┌──

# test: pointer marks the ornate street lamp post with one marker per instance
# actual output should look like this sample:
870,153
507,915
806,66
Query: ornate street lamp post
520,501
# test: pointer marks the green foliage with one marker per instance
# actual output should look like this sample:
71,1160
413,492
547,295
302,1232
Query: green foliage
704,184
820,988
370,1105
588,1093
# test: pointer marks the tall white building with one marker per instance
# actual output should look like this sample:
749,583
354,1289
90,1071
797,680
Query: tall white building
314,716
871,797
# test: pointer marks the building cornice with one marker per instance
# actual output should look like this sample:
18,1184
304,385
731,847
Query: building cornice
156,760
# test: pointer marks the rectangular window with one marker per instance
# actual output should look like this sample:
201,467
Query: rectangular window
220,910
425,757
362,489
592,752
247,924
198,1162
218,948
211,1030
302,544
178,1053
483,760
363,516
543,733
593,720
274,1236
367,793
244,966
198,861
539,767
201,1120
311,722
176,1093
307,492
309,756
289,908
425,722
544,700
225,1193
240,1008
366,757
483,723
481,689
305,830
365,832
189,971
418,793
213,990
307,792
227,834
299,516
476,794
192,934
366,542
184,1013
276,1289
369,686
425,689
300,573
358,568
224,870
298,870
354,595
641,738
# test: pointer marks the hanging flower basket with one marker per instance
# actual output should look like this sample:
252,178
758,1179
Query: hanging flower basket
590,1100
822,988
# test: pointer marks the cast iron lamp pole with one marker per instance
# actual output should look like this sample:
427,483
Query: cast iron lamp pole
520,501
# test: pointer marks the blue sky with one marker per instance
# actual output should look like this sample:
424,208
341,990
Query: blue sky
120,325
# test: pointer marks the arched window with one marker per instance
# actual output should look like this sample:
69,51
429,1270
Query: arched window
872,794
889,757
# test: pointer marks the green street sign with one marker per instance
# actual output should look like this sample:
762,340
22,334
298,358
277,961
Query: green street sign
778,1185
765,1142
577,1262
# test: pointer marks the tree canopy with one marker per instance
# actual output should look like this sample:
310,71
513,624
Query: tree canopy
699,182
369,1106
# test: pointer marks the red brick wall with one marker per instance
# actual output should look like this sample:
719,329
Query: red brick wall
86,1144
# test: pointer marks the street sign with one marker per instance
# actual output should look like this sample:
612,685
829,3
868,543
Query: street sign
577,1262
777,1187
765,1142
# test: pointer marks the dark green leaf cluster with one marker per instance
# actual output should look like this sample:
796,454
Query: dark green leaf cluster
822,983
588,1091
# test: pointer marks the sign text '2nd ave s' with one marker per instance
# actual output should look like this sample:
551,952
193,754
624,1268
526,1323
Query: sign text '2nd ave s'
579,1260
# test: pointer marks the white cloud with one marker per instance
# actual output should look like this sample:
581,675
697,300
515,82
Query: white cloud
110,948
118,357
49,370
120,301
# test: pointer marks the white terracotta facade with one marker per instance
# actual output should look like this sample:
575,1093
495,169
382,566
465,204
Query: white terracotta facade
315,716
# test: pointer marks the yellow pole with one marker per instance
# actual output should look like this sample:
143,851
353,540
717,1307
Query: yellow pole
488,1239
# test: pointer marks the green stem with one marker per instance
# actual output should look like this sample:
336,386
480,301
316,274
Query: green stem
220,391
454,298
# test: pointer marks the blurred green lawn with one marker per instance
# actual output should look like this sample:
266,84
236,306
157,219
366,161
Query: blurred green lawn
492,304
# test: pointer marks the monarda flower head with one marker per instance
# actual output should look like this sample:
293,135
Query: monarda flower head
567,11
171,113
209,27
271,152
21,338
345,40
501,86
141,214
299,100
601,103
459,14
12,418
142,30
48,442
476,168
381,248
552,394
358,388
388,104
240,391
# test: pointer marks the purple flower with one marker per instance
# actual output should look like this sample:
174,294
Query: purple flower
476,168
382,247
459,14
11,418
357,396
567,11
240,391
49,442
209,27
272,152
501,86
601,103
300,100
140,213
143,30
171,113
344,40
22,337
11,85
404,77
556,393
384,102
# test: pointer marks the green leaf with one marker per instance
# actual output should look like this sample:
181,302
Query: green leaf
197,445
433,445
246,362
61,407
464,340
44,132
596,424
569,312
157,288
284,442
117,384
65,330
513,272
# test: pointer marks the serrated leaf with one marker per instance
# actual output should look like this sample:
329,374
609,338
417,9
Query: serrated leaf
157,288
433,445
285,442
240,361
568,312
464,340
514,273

└──

## AIM OF THE TASK
Write out again, unchanged, the lines running from the line containing "# test: pointer marks the serrated" through the end of the records, with both ends included.

## ANSWER TO THE TASK
# test: pointer marks the serrated leaf with one marker per instance
# actual output should look like this sample:
329,374
609,338
417,9
Query: serrated leaf
157,288
433,445
285,442
240,361
568,312
464,340
514,273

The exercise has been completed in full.